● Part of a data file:
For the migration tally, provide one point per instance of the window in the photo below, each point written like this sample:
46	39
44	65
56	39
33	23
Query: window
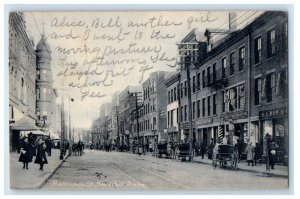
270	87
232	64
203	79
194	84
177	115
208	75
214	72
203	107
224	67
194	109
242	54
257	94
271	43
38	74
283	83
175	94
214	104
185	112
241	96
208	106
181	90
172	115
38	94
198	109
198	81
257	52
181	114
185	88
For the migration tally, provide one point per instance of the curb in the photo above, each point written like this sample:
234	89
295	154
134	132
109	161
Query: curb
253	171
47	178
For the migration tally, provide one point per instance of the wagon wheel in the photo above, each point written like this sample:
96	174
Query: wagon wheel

---

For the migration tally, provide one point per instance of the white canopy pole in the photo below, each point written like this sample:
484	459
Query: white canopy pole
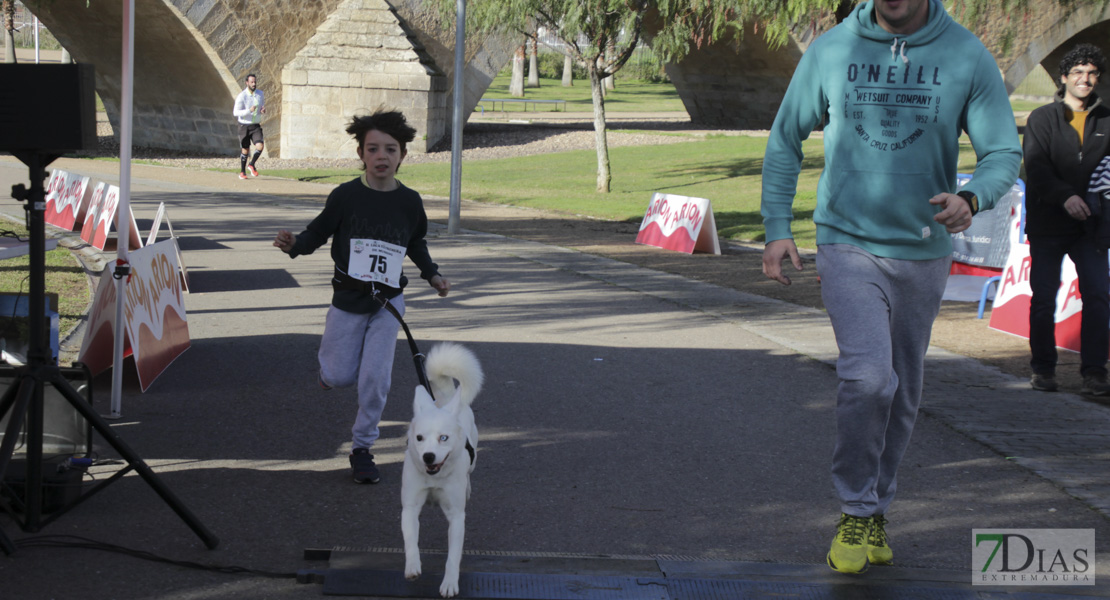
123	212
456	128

● DIRECTIONS FOR THIS TASK: Reproduce the entries verbatim, starting at the line that contains "of the window" and ending at the line that contains "Query: wagon wheel", and omit the pictures.

● RESPONSE:
For the migration tally, provide one point per instance of the window in the photo below, each point written like this sample:
46	39
44	65
56	39
33	23
Query: window
270	87
232	64
203	79
194	84
177	115
208	75
214	72
203	107
224	67
194	109
242	54
257	94
271	43
38	74
283	83
175	94
214	104
185	112
241	96
208	106
181	90
172	115
38	94
198	109
198	81
257	52
181	114
185	88
For the migration tally, provide one point per instance of the curb in the photo above, each point written like this sample:
234	89
295	154
134	132
109	161
Query: curb
253	171
47	178
For the migration tally, provide one point per instance of the wagon wheel in the photo above, each point written like this sample:
96	174
Query: wagon wheel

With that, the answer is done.